Photo-based referring expression data
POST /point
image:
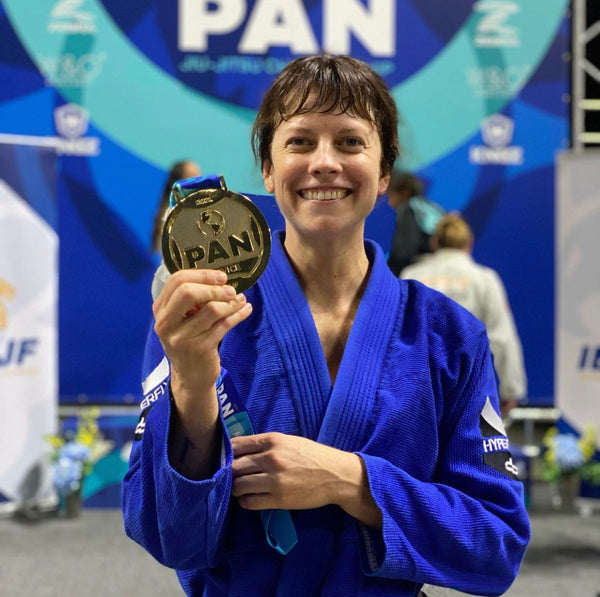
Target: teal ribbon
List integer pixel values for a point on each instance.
(278, 524)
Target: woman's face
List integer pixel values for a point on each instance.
(325, 172)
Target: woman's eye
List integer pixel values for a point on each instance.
(352, 142)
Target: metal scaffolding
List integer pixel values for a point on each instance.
(585, 74)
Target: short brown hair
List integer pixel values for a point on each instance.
(328, 84)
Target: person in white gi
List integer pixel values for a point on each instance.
(452, 270)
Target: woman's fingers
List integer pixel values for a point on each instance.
(175, 282)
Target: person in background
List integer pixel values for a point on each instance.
(416, 218)
(369, 403)
(452, 270)
(179, 171)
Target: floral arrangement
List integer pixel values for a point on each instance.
(567, 455)
(74, 453)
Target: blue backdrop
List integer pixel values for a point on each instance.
(122, 90)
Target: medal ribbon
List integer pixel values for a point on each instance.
(189, 185)
(278, 524)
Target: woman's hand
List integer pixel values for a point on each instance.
(274, 470)
(193, 312)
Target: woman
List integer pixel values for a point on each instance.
(452, 270)
(372, 399)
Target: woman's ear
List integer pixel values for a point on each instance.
(268, 176)
(384, 181)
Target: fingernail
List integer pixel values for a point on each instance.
(229, 291)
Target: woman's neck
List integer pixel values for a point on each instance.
(330, 273)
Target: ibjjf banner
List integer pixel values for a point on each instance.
(122, 90)
(578, 289)
(28, 335)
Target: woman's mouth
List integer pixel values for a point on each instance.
(324, 195)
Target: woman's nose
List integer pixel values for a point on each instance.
(325, 159)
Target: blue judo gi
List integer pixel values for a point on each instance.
(415, 397)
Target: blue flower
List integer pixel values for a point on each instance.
(74, 451)
(67, 475)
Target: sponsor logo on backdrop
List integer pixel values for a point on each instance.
(70, 17)
(72, 71)
(272, 24)
(497, 134)
(497, 81)
(14, 352)
(589, 361)
(72, 123)
(493, 29)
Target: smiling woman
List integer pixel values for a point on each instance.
(364, 399)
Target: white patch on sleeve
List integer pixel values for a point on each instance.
(160, 373)
(492, 418)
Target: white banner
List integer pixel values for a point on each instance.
(577, 362)
(28, 343)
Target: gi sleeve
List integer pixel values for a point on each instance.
(463, 525)
(180, 522)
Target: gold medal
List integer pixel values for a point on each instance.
(215, 228)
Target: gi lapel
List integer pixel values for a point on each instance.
(345, 422)
(297, 338)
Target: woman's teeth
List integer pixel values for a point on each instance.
(324, 195)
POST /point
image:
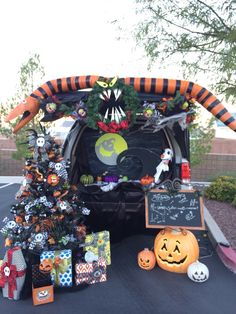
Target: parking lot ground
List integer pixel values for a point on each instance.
(132, 290)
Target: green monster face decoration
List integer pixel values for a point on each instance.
(112, 105)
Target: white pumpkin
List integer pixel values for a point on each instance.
(198, 272)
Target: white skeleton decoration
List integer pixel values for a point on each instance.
(38, 240)
(159, 122)
(40, 143)
(64, 206)
(163, 166)
(198, 272)
(60, 168)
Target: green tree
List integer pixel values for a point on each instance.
(201, 34)
(30, 74)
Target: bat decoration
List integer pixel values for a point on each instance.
(29, 107)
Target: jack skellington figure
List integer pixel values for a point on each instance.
(40, 143)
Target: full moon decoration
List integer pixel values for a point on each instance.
(108, 147)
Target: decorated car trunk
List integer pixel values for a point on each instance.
(130, 136)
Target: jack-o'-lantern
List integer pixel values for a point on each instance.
(53, 179)
(175, 250)
(146, 180)
(198, 272)
(146, 259)
(45, 266)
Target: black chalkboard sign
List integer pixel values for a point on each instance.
(181, 209)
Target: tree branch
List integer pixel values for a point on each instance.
(216, 14)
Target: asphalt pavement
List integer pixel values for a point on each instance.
(132, 290)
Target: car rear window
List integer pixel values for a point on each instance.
(144, 140)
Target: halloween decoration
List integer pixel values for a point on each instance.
(163, 87)
(112, 105)
(108, 147)
(146, 259)
(13, 271)
(53, 179)
(163, 166)
(46, 266)
(136, 162)
(86, 179)
(198, 272)
(61, 272)
(91, 273)
(99, 244)
(175, 250)
(40, 143)
(146, 180)
(111, 178)
(59, 168)
(109, 187)
(42, 288)
(47, 216)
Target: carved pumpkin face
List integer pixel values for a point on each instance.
(198, 272)
(53, 179)
(175, 250)
(146, 259)
(46, 266)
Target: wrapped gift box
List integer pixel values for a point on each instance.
(91, 273)
(13, 270)
(42, 288)
(61, 272)
(99, 244)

# [What is being asked]
Output only the number of lines in the data above that include the word "woman".

# [Finished exercise]
11